EXERCISE.
Lay out as a numbered list the lines of the items below, beginning at the line that contains "Annotation guideline — the target class is court" and stopping after the line that contains "0;0;390;300", omitting any blank lines.

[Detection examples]
⟨

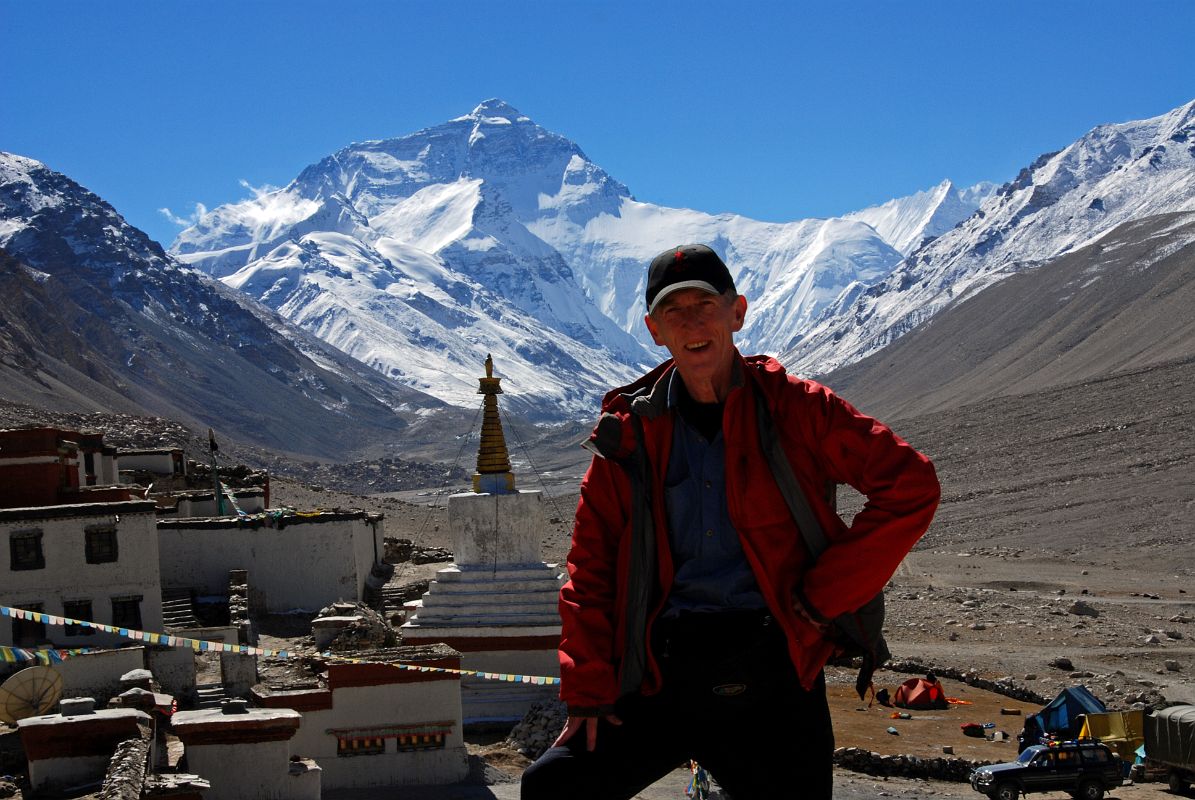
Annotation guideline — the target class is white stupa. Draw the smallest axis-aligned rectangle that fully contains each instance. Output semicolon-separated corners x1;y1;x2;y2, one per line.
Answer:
402;358;564;726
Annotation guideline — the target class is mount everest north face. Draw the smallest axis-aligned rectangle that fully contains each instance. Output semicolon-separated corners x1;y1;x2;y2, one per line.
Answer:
171;100;994;419
10;95;1195;420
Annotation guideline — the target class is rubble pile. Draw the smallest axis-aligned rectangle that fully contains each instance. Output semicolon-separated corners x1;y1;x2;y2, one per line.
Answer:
384;536;453;564
507;700;569;759
317;603;398;652
834;747;992;783
96;726;153;800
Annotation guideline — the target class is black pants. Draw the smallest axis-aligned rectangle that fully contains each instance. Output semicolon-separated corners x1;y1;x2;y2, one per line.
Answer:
522;613;834;800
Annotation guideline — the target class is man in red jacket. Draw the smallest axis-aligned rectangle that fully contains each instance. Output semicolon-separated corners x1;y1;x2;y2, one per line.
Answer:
522;245;938;800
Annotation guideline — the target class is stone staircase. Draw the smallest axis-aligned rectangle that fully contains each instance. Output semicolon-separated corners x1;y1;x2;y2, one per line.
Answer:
161;588;200;630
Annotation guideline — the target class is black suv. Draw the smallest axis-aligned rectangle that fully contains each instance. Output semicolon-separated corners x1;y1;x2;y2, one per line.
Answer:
972;740;1123;800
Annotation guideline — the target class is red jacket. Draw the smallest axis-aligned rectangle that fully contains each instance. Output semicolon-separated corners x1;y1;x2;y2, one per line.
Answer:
559;356;939;715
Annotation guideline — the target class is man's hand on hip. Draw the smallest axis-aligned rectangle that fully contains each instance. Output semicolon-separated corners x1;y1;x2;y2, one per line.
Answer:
552;714;623;752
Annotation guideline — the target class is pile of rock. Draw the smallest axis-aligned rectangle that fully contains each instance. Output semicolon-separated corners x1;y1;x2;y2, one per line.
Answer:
885;659;1052;706
834;747;992;783
312;603;398;652
382;536;453;564
507;700;569;759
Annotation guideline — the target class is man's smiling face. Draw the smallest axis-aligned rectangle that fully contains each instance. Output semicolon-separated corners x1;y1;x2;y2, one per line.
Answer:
645;288;747;403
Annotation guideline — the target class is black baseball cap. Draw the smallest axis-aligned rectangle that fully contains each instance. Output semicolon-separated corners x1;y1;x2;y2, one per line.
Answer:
646;244;735;313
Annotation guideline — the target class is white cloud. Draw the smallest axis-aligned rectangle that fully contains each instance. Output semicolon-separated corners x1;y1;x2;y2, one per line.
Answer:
158;203;208;227
238;178;278;200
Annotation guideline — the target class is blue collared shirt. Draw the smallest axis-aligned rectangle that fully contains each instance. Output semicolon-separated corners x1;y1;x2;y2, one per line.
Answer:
664;372;766;617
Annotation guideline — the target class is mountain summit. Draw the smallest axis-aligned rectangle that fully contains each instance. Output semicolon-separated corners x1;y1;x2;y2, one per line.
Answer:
171;99;989;417
172;100;651;416
783;100;1195;374
0;152;440;457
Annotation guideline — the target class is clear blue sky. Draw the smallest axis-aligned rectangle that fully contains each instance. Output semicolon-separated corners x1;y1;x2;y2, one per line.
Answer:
0;0;1195;245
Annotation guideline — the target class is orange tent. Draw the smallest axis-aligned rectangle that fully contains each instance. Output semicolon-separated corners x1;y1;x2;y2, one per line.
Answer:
893;678;949;709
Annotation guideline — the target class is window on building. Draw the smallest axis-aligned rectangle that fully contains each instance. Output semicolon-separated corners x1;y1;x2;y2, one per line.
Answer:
12;603;47;647
62;600;96;636
336;737;386;758
8;530;45;572
84;525;117;564
112;596;141;630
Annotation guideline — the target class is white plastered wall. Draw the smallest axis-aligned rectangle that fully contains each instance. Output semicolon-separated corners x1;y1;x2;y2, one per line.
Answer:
0;503;163;647
290;680;468;789
158;518;384;612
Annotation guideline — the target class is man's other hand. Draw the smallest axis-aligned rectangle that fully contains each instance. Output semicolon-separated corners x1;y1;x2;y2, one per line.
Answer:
552;714;623;752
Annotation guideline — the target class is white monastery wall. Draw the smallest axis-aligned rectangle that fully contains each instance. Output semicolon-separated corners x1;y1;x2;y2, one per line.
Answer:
0;501;163;647
158;514;385;612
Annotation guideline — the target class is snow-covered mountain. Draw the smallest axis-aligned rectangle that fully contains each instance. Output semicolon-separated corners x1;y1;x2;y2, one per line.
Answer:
842;179;999;256
171;100;970;416
0;153;439;458
782;102;1195;374
172;100;651;415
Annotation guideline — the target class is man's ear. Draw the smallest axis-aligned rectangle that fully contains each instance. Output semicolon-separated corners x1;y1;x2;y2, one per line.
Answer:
643;314;664;347
731;294;747;334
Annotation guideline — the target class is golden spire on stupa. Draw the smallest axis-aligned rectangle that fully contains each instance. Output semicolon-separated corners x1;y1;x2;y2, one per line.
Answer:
473;355;515;494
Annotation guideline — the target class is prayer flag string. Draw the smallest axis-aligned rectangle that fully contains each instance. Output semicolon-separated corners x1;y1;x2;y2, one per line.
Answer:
0;605;560;686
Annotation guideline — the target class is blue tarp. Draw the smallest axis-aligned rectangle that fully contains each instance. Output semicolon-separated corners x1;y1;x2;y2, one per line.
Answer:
1018;686;1108;750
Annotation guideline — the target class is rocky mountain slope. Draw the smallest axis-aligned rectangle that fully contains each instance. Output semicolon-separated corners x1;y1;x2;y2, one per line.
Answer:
0;153;441;457
782;100;1195;374
823;212;1195;417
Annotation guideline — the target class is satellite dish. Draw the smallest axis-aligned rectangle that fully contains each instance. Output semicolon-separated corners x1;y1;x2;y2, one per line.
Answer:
0;666;62;723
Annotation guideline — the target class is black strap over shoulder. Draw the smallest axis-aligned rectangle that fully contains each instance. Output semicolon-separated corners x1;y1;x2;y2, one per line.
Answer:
754;389;891;700
619;414;656;695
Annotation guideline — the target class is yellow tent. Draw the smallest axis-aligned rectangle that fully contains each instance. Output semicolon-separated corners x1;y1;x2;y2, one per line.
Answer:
1079;710;1145;764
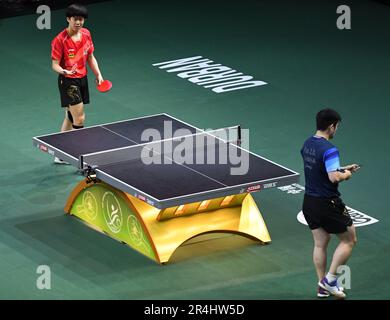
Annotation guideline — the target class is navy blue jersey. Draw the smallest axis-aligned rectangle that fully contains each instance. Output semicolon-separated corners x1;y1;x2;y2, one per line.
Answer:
301;136;340;198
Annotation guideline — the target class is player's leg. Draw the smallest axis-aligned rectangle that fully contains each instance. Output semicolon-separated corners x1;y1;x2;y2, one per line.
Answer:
69;102;85;129
61;108;73;132
329;225;357;274
311;228;330;280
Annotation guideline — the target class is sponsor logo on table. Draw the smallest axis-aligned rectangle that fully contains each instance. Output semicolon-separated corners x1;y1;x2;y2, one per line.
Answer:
146;199;154;206
263;182;278;189
102;192;123;233
137;194;146;201
39;144;49;152
246;184;261;192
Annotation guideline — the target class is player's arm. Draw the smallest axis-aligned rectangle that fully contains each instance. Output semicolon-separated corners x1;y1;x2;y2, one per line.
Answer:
88;53;103;84
51;60;76;75
328;170;352;183
323;148;358;183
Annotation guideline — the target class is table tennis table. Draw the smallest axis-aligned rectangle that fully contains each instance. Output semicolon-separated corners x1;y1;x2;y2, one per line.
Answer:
33;113;299;264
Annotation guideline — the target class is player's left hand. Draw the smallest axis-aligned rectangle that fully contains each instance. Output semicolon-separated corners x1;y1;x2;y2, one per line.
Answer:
95;74;104;85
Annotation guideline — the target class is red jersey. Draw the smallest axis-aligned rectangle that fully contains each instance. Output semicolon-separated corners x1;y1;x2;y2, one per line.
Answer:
51;28;94;78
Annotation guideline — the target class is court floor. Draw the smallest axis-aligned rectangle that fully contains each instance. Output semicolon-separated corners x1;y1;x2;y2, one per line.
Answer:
0;0;390;300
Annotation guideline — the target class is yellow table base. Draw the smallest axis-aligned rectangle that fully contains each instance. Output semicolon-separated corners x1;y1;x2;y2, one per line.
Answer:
65;179;271;263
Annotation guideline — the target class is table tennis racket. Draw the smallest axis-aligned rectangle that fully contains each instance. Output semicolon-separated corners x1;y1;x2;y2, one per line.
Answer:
96;80;112;92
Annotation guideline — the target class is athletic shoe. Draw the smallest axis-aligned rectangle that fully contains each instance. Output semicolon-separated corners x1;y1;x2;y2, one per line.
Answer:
54;157;70;164
317;286;330;298
318;277;346;299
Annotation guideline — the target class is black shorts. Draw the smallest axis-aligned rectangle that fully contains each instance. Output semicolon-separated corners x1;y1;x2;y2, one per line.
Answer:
302;194;353;234
58;75;89;108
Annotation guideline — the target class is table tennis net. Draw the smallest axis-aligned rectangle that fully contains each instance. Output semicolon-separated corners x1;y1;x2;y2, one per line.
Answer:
80;126;241;169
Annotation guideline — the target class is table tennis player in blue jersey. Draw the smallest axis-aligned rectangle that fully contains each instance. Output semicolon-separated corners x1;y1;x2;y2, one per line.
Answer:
301;109;360;299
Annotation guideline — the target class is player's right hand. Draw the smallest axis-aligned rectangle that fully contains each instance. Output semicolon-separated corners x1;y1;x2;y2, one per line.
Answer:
345;163;360;172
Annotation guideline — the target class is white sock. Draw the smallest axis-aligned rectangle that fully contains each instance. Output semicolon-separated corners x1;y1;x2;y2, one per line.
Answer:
326;272;337;283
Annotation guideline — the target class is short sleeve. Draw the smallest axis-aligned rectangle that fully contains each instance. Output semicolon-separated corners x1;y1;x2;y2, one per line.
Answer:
88;36;95;55
51;37;63;61
324;147;340;172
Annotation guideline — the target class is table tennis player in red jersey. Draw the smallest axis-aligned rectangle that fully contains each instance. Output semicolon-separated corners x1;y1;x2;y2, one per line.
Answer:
51;4;104;164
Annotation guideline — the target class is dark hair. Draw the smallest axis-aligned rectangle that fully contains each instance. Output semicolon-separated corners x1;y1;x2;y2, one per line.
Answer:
66;3;88;19
316;109;341;131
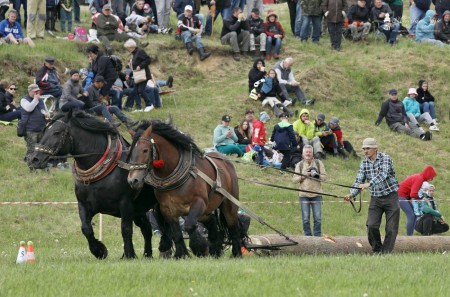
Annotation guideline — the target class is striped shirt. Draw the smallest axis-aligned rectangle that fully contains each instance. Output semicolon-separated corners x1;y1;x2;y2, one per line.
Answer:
350;153;398;197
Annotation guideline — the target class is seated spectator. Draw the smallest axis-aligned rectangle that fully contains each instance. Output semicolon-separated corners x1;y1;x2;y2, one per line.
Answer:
264;10;285;61
274;57;316;105
398;166;436;236
0;80;21;122
270;113;297;173
234;119;252;145
347;0;371;42
0;9;34;47
314;113;348;160
416;79;438;125
371;0;400;46
35;57;62;111
375;89;432;141
252;111;270;165
83;75;136;128
416;10;444;46
434;10;450;44
248;7;267;58
213;115;246;157
413;182;449;236
403;88;439;131
220;7;250;61
248;58;267;93
293;108;325;159
324;117;361;159
178;5;211;61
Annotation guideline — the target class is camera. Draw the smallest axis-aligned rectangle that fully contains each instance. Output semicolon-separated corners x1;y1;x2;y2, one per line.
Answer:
306;167;320;178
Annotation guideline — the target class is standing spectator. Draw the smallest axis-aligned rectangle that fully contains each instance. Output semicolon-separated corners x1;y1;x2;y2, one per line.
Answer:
220;7;250;61
415;182;449;236
213;115;246;157
416;79;438;125
124;39;155;112
347;0;371;43
371;0;400;46
375;89;432;141
345;138;400;254
270;113;297;173
87;44;119;101
60;0;73;32
403;88;439;131
264;11;284;60
293;144;327;237
299;0;324;43
0;9;34;47
0;80;21;122
274;57;316;105
409;0;431;35
398;166;436;236
45;0;59;31
35;57;62;111
27;0;47;39
20;84;50;164
252;111;270;165
247;4;267;59
178;5;211;61
434;10;450;44
322;0;348;51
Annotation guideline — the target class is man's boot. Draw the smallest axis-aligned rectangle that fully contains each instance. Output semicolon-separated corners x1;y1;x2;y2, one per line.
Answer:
198;47;211;61
186;42;194;56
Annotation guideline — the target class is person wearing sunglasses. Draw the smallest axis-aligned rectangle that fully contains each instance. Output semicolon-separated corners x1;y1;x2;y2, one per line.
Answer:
0;80;20;122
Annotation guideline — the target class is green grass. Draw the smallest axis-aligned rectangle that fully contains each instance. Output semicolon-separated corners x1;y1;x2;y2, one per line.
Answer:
0;4;450;296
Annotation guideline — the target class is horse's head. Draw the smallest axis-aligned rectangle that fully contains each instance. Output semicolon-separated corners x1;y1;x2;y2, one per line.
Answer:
128;125;154;190
28;116;71;169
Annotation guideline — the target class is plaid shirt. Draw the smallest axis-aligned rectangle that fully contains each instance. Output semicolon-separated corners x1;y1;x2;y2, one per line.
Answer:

⟩

COMPLETED TASK.
1. Annotation guideline — the target class is court floor. Draw the smallest axis-aligned rectangle that fully contains each instance. Output semicolon-separated corners x1;y1;x2;y2, one per line.
2. Answer:
3. 0;0;390;300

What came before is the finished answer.